• _Entries supplied_
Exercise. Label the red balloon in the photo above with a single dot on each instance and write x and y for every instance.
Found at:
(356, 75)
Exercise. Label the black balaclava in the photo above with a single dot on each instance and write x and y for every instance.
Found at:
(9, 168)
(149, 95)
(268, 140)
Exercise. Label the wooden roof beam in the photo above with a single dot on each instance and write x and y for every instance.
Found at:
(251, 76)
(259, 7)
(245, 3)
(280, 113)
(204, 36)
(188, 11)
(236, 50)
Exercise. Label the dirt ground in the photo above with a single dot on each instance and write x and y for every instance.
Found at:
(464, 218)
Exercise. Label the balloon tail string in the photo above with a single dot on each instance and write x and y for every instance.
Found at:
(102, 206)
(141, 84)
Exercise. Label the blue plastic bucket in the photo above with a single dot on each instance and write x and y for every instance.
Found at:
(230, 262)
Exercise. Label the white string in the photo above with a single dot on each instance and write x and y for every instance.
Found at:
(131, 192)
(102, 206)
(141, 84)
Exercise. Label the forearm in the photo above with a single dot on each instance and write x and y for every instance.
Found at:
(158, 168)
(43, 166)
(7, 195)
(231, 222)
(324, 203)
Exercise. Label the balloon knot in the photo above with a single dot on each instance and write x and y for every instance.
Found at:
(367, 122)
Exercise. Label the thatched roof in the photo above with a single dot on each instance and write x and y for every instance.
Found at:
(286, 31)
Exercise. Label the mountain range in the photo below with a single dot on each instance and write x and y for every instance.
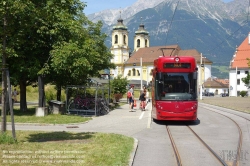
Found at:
(212, 27)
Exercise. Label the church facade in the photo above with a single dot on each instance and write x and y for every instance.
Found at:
(138, 65)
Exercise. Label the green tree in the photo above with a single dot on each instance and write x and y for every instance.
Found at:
(119, 86)
(53, 38)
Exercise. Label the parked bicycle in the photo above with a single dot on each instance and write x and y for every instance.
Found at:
(102, 107)
(80, 102)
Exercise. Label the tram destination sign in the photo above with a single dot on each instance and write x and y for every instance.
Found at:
(177, 65)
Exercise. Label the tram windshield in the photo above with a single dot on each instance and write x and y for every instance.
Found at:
(175, 86)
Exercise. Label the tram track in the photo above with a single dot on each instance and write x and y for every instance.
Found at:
(175, 149)
(239, 145)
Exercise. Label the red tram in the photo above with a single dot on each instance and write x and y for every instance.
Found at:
(174, 89)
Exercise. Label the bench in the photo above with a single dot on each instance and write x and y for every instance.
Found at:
(57, 107)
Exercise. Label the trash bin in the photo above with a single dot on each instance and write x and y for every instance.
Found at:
(57, 107)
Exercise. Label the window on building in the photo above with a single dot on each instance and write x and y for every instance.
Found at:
(124, 39)
(116, 39)
(133, 70)
(238, 81)
(138, 43)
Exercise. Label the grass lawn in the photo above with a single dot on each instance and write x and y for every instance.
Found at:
(29, 117)
(66, 148)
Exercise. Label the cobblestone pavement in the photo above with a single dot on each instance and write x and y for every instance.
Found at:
(236, 103)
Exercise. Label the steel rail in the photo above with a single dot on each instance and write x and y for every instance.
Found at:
(208, 147)
(236, 162)
(177, 156)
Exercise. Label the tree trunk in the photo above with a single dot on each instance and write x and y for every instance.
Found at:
(42, 102)
(23, 101)
(4, 78)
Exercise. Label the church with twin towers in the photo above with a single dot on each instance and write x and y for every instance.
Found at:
(138, 64)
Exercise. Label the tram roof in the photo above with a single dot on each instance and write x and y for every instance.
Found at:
(149, 54)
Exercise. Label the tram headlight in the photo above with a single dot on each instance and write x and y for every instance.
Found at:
(159, 106)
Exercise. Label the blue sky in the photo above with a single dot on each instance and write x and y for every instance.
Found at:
(94, 6)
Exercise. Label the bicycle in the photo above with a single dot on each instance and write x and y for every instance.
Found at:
(80, 102)
(102, 108)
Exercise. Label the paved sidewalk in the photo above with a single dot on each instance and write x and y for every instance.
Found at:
(119, 121)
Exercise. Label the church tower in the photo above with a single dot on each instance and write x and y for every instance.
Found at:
(119, 47)
(141, 38)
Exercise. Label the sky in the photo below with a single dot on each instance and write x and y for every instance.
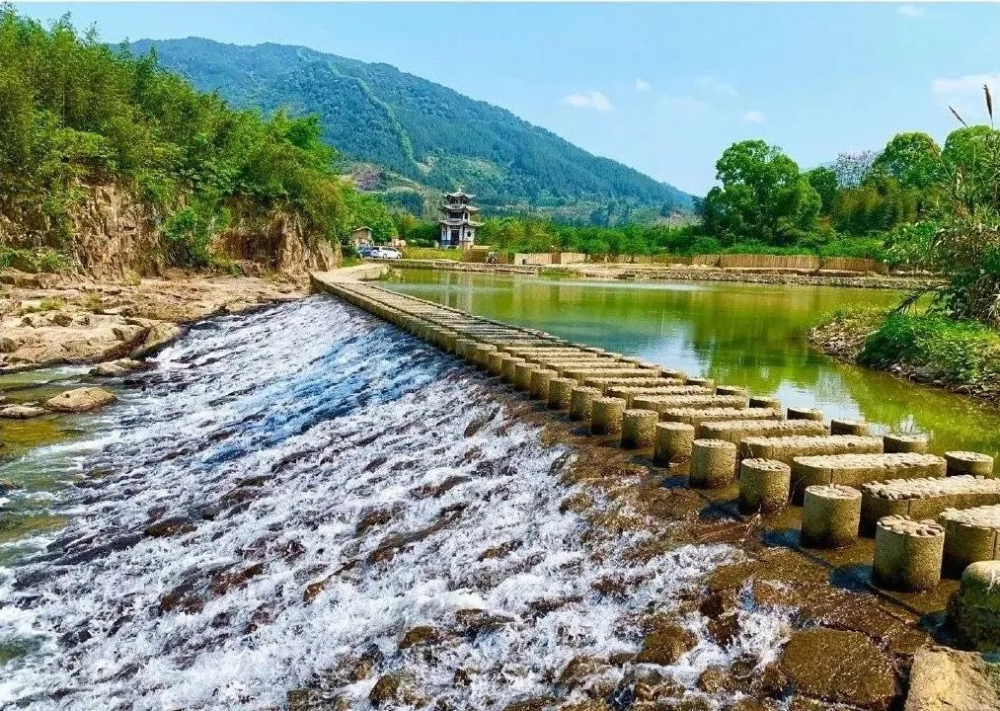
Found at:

• _Task brief_
Reproduce every line of the listing above in which the string "tree" appears.

• _Output for this exercise_
Exercise. Label the green tree in the photo above with a single dot on each instance and write x and y for every instance.
Exercise. Label the tree trunk in the photo above with a single dot on each instance and write x and y for every instance.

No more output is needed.